- [Work to do]
Rewrite the listing below, changing every "in this photo" to "in this image" and keeping everything else the same. Leave the pictures out.

(Items listed in a dataset)
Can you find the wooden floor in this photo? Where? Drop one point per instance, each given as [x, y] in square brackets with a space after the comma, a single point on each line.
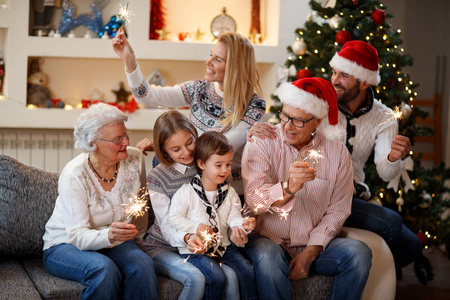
[409, 288]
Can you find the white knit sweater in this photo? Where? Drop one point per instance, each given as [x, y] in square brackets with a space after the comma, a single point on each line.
[372, 131]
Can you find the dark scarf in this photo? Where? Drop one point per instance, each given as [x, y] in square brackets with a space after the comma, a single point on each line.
[222, 191]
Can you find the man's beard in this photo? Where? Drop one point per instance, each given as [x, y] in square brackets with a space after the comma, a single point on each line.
[349, 94]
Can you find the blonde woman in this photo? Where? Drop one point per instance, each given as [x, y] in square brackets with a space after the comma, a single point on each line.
[226, 100]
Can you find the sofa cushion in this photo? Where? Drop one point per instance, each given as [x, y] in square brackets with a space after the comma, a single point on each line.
[14, 281]
[27, 199]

- [Output of the exercise]
Can you find the wooden floor in this image? Where? Drop one point per instance, each given as [x, y] in square brackets with a space after the comma, a single point on each line.
[409, 288]
Can you find the white knit sweater in this image? Where? Drop one point per instance, each given as [x, y] in square brackets with a space after the comma, a single point on each line.
[372, 131]
Can you find the dark scarf in this image? Where? Drop one point per instance, each given as [x, y] in square brackets with a space after the comma, a single point on each line.
[222, 191]
Can you find the man's beard in this image? Where? Drop one point per instance, each given as [x, y] in square brackets with a space after the comma, a single point on each line.
[349, 94]
Can you find the blonde woman in this image? Where? Drop one point per instance, each given as [x, y] in square brackets with a space after the comma, a single point on each line.
[226, 100]
Can you find the sofa cushion in this image? Where? Drop one point per instance, each given as [x, y] in square brackets with a space after the comma, a single point on each line.
[14, 281]
[27, 199]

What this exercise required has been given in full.